> _Task statement_
Once every line containing "petal" has been counted, report the total for the data and nothing else.
Segment Start: Records shown
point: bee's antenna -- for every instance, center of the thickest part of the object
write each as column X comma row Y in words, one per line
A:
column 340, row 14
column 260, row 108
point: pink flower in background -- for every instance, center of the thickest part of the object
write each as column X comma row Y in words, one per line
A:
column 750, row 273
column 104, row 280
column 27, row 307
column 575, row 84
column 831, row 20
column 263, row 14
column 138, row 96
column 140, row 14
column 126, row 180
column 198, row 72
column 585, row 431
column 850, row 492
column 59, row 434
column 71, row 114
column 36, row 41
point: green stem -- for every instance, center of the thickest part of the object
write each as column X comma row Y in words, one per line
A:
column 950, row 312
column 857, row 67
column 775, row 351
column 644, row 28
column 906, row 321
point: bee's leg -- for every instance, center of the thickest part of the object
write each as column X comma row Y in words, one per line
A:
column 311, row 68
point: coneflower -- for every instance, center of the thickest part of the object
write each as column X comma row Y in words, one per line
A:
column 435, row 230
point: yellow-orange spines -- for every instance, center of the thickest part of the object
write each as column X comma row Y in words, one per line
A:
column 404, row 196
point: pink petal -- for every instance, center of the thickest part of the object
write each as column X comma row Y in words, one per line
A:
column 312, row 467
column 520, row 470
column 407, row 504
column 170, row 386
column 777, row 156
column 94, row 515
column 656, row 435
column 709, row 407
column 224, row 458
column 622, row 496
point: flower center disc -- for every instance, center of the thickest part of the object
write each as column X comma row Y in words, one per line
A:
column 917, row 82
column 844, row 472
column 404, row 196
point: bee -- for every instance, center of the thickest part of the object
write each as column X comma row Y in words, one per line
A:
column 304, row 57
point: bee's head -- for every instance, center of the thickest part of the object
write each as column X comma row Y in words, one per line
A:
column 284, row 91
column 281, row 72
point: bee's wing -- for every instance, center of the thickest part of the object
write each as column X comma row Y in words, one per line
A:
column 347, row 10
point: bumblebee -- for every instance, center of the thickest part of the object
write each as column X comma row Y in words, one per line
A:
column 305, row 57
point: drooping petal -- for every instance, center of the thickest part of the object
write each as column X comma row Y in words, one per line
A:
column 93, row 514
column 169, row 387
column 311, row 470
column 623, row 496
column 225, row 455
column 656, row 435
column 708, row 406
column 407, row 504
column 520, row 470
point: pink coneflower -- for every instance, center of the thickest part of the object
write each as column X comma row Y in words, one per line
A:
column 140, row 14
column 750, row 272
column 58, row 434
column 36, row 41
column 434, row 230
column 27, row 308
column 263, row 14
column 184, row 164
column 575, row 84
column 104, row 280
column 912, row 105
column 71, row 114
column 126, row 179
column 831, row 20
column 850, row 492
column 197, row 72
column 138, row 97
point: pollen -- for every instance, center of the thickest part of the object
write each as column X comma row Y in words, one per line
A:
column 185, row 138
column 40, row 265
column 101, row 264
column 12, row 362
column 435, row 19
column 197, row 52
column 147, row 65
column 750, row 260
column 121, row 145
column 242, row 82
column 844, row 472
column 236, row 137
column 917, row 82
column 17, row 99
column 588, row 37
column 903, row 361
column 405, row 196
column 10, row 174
Segment End: Records shown
> _Response box_
2